• Exercise
The entries should be restated word for word.

• Given entries
:::

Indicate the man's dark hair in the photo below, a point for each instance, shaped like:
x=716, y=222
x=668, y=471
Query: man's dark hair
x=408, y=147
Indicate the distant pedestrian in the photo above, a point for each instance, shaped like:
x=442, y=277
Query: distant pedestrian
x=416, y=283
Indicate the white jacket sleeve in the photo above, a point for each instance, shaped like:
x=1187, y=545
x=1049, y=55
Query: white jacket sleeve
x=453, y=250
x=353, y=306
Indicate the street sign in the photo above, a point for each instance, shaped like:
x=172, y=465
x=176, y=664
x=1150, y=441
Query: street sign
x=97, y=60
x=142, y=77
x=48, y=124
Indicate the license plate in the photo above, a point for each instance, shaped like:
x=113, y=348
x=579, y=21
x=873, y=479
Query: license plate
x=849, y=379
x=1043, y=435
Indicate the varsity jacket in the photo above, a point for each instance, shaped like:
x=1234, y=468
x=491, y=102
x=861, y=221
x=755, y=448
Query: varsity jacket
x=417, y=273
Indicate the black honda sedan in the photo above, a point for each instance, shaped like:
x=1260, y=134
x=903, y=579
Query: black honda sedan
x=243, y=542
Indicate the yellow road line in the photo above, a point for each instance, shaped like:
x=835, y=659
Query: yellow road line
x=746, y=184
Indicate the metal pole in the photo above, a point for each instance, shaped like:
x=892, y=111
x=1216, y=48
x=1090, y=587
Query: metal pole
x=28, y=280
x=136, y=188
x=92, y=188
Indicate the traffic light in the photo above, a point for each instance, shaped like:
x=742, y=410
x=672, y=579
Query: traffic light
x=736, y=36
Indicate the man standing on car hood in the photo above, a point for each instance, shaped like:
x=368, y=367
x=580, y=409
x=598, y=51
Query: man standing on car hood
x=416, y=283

:::

• Output
Indicate the man's dark hair in the photo below, a point for each instance, shaped like:
x=716, y=222
x=668, y=471
Query: man's dark hair
x=408, y=147
Indicate the distant pedestrian in the photo above, a point for each instance, shaped like:
x=442, y=277
Query: distant pedestrian
x=416, y=283
Indicate the white jacket sleeve in the photo above, a point for each instance, shaped like:
x=1187, y=545
x=1049, y=55
Query: white jacket sleeve
x=453, y=250
x=353, y=306
Indicate the street sign in the photo above, a point for each instance, shaped like:
x=172, y=465
x=176, y=664
x=1150, y=441
Query: street sign
x=97, y=60
x=142, y=77
x=48, y=124
Indicate the license plate in the photo above, a point for each instance, shaped like:
x=113, y=348
x=579, y=21
x=873, y=479
Query: license plate
x=849, y=379
x=1043, y=435
Indicate the varsity jacket in the photo above, a point for each instance, shaped like:
x=1234, y=468
x=491, y=102
x=861, y=221
x=755, y=448
Query: varsity jacket
x=417, y=273
Indicate the black honda sedan in the photo above, a point for each instance, shaped like:
x=1260, y=134
x=903, y=579
Query: black honda sedan
x=243, y=542
Indicate the yellow road line in the photo above, a point for each instance, shaped like:
x=835, y=659
Query: yellow road line
x=746, y=184
Indicate the metal pole in the photo above, a point for each instance, shaped like:
x=892, y=111
x=1216, y=48
x=1090, y=587
Query: metal pole
x=28, y=280
x=136, y=188
x=92, y=188
Indicate the traffic light in the photo above, a point for each instance, shaped like:
x=742, y=410
x=672, y=579
Query: traffic light
x=736, y=36
Indicate the man standing on car hood in the photo above, a point for each instance, shaped like:
x=368, y=367
x=580, y=409
x=598, y=51
Query: man standing on car hood
x=416, y=283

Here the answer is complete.